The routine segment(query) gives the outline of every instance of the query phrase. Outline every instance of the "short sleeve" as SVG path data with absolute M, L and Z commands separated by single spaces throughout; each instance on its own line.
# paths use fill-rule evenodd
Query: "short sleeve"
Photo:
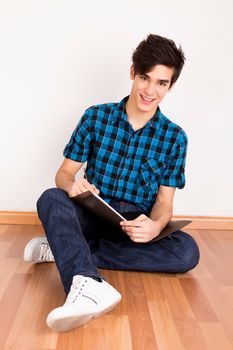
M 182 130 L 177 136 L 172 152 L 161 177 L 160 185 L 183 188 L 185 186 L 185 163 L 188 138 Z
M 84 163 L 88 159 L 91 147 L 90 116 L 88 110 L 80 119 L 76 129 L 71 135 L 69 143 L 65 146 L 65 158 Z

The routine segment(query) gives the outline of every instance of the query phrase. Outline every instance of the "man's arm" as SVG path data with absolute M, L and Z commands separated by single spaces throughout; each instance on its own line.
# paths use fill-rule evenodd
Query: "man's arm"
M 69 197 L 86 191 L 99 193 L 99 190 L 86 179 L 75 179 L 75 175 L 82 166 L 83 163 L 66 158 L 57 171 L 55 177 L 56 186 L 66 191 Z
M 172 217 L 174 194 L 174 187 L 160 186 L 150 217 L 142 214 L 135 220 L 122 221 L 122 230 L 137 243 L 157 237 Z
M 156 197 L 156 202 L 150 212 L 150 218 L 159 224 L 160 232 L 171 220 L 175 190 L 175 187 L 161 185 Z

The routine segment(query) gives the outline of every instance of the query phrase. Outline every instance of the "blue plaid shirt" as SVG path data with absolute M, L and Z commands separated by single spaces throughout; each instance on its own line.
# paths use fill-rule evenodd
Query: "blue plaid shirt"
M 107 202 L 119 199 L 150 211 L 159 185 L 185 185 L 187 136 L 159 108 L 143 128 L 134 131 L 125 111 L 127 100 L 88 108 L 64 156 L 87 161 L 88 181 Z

[ACTION ITEM]
Could you write out the records exactly while omitting every picture?

[RESPONSE AREA]
The routine segment(query) gives the outline of every instance of the query phrase. Outline every instance of the "short sleeve" as SVG path data with absolute M, L and Z commands separated by single spaces throughout; each instance on its own line.
# paths use fill-rule evenodd
Query: "short sleeve"
Photo:
M 182 130 L 177 136 L 172 152 L 161 177 L 160 185 L 183 188 L 185 186 L 185 163 L 188 138 Z
M 84 163 L 88 159 L 91 147 L 90 116 L 88 110 L 80 119 L 76 129 L 71 135 L 69 143 L 65 146 L 65 158 Z

The routine segment(query) gives the outline of every instance of the query phrase. Outline every instance of the "man's arm" as SVG path data with absolute M, L and Z commands separated by single spaces throughout; each instance on its own line.
# paths use fill-rule evenodd
Query: "man's arm"
M 69 197 L 86 191 L 99 193 L 99 190 L 86 179 L 75 179 L 75 175 L 82 166 L 83 163 L 66 158 L 57 171 L 55 177 L 56 186 L 66 191 Z
M 172 217 L 174 194 L 174 187 L 160 186 L 150 217 L 142 214 L 135 220 L 122 221 L 122 230 L 137 243 L 157 237 Z
M 156 197 L 156 202 L 150 212 L 150 218 L 159 224 L 160 232 L 171 220 L 175 190 L 175 187 L 161 185 Z

The routine segment(query) gives the outline of every instance of the query phrase. Outline every instance of the "blue plaid shirt" as SVG path data with absolute M, L and Z commands separated by single spaces throughout; each instance on its own line.
# paths use fill-rule evenodd
Query: "blue plaid shirt"
M 107 202 L 119 199 L 150 211 L 159 185 L 185 185 L 187 136 L 159 108 L 143 128 L 134 131 L 125 111 L 127 100 L 88 108 L 64 156 L 87 161 L 88 181 Z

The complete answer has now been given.